Source document =>
USA v. Thoms et al
Filing
141
Order on Motion to Compel
UNITED STATES DISTRICT COURT
FOR THE DISTRICT OF ALASKA
UNITED STATES OF AMERICA
Plaintiff,
vs.
TRACE RAE THOMS, and
JENNIFER ANNE THOMS,
3:10-cr-069-JWS-JDR
ORDER
REGARDING
MOTION TO COMPEL
DISCOVERY
(Docket No. 95)
Defendants.
Defendant Trace Thoms seeks an order compelling discovery on the
written methodology governing the inclusion and exclusion of State investigations
of marijuana grow operations included in Investigator Young’s study referenced in
his affidavit for search warrant of the Thoms’ residence. Thoms seeks a list of
investigations where the scent of marijuana was purportedly detected in outside air
and no warrant was request, as well as statistics relating to the detection of
marijuana in those investigations.
The discovery is sought to aid in the defendant’s attack upon the
sufficiency of Search Warrant 3PA-10-56-SW which was issue by the Palmer District
Court Judge Zwink. The defendant relies upon Federal Criminal Rule 16(a)(1)(F)
which provides that the government must permit a defendant to inspect and/or copy
or photograph the results or reports of any scientific text or experiment with items
which are material to preparing a defense if the government intends to use the item
in its case-in-chief at trial.

Material =>

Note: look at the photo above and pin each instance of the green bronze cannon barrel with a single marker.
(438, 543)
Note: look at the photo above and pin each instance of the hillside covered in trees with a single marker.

What to work on =>
a) In the order, which judge issued Search Warrant 3PA-10-56-SW?
b) Rewrite everything in the order from "The discovery is" down to "Criminal Rule 16(a)(1)(F)", changing "attack upon" to "challenge to".
The material placed after the order is separate from it.

Task-by-task results =>
a) Palmer District Court Judge Zwink issued it.

b)
The discovery is sought to aid in the defendant’s challenge to the
sufficiency of Search Warrant 3PA-10-56-SW which was issue by the Palmer District
Court Judge Zwink. The defendant relies upon Federal Criminal Rule 16(a)(1)(F)